START Given records
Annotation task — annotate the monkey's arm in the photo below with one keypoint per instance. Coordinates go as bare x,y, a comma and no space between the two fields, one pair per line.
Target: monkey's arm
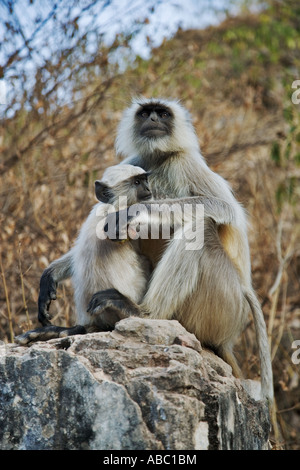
158,213
221,211
59,270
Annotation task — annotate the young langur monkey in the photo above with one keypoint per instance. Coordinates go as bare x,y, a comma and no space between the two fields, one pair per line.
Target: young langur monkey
208,290
98,263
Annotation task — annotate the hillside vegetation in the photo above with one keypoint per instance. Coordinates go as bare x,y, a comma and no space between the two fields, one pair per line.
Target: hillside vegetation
236,80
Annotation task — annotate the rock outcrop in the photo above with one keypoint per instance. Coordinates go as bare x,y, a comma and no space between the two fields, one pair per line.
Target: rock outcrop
146,385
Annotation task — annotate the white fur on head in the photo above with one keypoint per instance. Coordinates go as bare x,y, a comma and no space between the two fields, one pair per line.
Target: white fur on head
115,174
183,136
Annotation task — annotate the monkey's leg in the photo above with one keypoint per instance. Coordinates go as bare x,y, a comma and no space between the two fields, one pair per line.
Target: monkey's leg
109,306
57,271
49,332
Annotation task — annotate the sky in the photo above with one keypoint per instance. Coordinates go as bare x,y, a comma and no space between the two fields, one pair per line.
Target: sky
108,17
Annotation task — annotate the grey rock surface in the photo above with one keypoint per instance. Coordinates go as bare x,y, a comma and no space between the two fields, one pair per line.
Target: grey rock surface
146,385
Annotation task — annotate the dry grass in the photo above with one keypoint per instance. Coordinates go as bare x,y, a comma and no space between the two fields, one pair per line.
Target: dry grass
47,193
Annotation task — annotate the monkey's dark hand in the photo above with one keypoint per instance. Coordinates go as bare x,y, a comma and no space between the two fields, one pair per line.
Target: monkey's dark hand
47,293
110,306
116,226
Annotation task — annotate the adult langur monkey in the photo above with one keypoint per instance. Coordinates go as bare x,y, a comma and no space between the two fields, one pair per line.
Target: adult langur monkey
96,263
208,290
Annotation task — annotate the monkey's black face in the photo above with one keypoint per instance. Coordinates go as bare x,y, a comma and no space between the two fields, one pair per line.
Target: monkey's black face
154,120
141,184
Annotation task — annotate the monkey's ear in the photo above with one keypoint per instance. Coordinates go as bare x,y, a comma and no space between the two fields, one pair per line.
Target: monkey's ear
103,192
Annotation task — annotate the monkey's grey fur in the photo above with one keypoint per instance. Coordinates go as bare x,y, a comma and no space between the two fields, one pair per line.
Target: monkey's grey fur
208,290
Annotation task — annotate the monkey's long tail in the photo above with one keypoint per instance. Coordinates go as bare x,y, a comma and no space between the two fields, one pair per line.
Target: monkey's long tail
263,346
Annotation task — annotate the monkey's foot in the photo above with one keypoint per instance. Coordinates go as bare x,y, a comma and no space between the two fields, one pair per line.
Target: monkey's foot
110,306
48,332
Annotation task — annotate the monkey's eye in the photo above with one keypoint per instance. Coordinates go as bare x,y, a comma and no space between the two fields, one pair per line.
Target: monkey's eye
144,114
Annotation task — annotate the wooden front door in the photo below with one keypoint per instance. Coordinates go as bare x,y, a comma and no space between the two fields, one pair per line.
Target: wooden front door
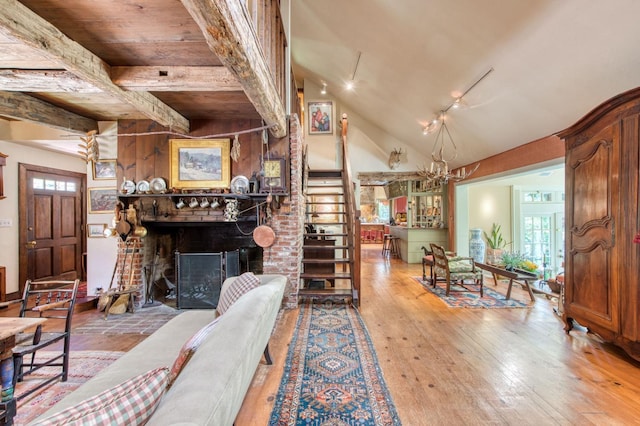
51,223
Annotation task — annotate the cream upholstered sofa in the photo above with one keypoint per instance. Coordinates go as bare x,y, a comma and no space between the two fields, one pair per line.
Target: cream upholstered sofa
211,387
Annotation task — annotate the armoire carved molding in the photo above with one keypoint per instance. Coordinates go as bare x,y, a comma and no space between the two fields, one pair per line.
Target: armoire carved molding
602,290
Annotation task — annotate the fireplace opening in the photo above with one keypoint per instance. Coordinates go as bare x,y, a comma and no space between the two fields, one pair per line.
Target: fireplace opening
196,259
200,277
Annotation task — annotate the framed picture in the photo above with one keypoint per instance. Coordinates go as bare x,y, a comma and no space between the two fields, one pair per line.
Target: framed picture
102,200
96,230
320,118
104,169
199,163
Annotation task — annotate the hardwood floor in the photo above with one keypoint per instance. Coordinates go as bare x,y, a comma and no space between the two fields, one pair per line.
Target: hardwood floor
447,366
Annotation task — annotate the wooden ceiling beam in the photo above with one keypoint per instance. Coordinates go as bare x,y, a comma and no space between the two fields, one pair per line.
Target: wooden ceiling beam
27,108
175,79
230,36
145,79
20,23
50,81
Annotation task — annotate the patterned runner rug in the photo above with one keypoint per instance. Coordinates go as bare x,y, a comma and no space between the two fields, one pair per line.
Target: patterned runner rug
83,365
332,376
142,321
472,299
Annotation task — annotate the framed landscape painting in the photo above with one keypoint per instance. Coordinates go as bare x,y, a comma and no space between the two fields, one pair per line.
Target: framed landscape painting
320,117
102,200
200,163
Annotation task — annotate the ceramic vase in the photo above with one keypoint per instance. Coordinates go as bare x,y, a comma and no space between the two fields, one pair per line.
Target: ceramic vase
476,245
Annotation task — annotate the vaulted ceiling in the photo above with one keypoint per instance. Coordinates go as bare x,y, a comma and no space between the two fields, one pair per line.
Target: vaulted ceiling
552,62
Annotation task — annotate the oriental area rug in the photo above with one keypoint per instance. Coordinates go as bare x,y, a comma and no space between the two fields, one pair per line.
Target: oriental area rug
332,376
142,321
83,365
460,298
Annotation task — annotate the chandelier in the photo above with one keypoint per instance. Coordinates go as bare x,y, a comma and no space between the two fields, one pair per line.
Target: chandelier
444,148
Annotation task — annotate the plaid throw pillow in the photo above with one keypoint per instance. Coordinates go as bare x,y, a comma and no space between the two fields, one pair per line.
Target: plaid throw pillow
188,349
130,403
237,288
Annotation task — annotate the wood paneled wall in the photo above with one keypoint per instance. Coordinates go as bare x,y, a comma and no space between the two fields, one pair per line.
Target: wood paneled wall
145,156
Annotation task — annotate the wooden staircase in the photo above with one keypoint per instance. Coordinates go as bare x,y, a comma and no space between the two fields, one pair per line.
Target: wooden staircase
329,261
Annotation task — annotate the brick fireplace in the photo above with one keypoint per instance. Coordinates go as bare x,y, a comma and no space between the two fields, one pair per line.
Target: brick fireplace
185,231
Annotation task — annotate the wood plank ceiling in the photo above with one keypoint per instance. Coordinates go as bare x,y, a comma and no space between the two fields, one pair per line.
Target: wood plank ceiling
71,63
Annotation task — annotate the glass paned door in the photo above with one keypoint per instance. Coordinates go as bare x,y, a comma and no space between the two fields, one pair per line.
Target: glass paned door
543,241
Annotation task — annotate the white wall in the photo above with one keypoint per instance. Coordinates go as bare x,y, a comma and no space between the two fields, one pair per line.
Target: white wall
101,252
369,145
480,204
19,153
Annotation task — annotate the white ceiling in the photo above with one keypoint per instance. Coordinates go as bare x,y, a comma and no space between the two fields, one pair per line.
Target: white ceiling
553,61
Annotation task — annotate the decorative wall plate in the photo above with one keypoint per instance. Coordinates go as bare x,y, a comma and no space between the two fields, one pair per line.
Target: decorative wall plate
239,185
128,187
142,187
158,186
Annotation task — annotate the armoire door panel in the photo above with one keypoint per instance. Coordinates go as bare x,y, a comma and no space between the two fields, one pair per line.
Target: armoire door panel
592,209
589,292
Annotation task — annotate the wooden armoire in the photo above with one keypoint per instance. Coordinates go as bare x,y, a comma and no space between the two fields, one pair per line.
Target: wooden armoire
602,263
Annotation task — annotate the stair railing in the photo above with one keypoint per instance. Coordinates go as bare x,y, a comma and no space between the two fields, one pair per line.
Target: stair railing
352,217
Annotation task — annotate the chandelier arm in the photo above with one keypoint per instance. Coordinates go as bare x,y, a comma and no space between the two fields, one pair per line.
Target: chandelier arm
455,148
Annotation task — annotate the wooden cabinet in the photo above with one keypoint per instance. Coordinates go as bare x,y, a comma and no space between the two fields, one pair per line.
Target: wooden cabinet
602,290
320,249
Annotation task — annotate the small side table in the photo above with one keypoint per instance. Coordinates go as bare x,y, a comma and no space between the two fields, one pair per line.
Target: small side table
9,328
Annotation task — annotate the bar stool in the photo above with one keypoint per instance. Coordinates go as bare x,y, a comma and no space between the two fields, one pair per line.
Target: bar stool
394,248
427,261
386,244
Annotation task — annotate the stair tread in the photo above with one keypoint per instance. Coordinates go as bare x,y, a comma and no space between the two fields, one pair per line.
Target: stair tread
322,291
338,275
316,247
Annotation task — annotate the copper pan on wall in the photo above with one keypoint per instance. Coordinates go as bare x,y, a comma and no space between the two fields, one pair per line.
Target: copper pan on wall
264,236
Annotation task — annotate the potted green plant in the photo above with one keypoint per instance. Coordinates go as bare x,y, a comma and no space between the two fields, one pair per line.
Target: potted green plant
495,244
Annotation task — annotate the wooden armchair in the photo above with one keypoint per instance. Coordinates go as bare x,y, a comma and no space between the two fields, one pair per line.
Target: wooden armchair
455,270
46,299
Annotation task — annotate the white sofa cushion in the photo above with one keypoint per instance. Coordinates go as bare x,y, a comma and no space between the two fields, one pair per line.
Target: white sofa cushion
129,403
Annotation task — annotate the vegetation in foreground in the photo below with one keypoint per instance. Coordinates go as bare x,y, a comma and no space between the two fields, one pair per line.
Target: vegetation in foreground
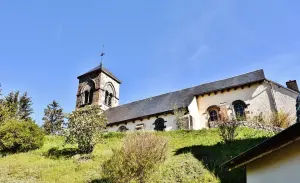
192,156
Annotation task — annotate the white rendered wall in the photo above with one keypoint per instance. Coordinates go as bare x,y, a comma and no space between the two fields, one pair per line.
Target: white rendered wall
285,100
193,111
257,97
148,123
281,166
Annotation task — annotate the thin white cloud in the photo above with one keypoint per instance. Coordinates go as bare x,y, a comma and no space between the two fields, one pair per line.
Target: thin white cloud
202,49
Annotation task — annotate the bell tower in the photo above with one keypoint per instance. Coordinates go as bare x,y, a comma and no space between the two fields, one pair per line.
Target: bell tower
99,87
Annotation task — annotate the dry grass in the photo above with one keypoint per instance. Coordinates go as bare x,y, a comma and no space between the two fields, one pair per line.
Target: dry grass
188,167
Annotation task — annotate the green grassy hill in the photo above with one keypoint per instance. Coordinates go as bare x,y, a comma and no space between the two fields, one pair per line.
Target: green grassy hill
194,156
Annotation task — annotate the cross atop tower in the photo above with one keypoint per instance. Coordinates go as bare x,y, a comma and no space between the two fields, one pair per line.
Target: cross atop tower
102,54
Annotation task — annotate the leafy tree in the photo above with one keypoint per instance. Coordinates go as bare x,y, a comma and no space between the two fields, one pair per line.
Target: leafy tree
84,127
25,109
17,106
18,136
53,118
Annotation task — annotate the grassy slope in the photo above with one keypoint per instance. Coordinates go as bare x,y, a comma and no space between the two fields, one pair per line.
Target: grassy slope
193,156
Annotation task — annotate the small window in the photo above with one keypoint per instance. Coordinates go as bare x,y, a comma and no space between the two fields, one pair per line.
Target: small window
159,124
122,128
106,97
139,127
109,99
213,112
239,109
86,97
213,115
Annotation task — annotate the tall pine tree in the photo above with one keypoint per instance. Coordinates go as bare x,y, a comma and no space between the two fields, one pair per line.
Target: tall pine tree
25,109
53,118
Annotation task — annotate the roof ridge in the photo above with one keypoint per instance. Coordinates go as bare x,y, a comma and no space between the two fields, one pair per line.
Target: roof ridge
185,89
234,76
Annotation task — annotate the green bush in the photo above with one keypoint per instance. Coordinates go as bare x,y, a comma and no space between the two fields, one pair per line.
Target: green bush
85,127
228,131
280,119
137,158
20,136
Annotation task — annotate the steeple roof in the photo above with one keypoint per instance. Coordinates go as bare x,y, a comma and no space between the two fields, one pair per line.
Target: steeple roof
99,69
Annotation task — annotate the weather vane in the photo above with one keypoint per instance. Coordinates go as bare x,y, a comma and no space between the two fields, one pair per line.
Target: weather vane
102,54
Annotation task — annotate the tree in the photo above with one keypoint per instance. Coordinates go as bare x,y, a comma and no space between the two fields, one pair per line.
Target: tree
25,109
18,107
84,126
18,136
11,103
53,118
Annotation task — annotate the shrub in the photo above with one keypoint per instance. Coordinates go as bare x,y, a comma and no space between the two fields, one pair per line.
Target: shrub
END Given records
→ Directions for this task: Begin with the line containing "Annotation task — annotate the tree" and repeat each line exactly until the records above end.

→ Exercise solution:
Annotation task — annotate the tree in the photo above with one keypoint per instance. Coordinates go as bare x,y, a comma and no space between the two fields, one pair per line.
Target: tree
25,109
18,107
84,126
18,136
11,103
53,118
Annotation task — annotate the shrub in the photo above with one keypoint per instance. Coordinates go as bare x,y, a comma and no space between the two fields, one pair per line.
Target: shrub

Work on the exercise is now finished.